● **Objective**: From the lines below, pick out each one containing the string "crowd" and copy it unchanged.

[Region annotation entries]
======

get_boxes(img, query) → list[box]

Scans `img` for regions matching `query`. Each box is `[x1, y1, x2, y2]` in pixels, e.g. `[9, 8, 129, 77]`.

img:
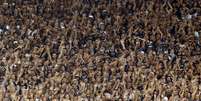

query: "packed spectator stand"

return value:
[0, 0, 201, 101]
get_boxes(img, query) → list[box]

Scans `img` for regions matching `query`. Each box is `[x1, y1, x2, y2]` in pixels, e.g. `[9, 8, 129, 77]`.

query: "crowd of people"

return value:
[0, 0, 201, 101]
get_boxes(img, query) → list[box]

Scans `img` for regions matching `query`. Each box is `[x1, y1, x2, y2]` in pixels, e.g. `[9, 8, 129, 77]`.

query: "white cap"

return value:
[163, 96, 168, 101]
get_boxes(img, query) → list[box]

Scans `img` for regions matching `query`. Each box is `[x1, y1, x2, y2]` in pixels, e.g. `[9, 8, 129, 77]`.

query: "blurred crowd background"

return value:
[0, 0, 201, 101]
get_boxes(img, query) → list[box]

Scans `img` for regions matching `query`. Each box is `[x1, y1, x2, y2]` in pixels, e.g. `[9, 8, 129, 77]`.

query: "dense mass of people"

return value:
[0, 0, 201, 101]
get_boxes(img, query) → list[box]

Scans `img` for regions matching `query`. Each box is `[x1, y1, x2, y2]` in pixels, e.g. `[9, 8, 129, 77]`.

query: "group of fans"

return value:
[0, 0, 201, 101]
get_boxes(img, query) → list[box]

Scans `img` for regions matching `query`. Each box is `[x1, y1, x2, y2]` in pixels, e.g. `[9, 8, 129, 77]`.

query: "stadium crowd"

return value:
[0, 0, 201, 101]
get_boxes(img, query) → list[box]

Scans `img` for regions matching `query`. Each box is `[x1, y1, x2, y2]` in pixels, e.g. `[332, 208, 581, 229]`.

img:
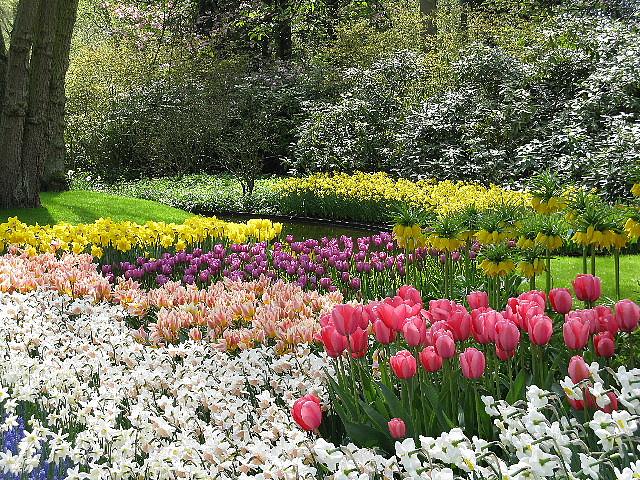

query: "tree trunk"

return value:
[21, 0, 57, 197]
[276, 0, 293, 60]
[42, 0, 78, 190]
[0, 30, 7, 104]
[0, 0, 40, 208]
[420, 0, 437, 35]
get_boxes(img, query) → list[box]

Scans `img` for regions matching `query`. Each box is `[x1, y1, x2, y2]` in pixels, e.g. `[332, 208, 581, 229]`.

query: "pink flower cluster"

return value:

======

● **Task response**:
query: "crowd of people"
query: "blurred crowd background"
query: "stadium crowd"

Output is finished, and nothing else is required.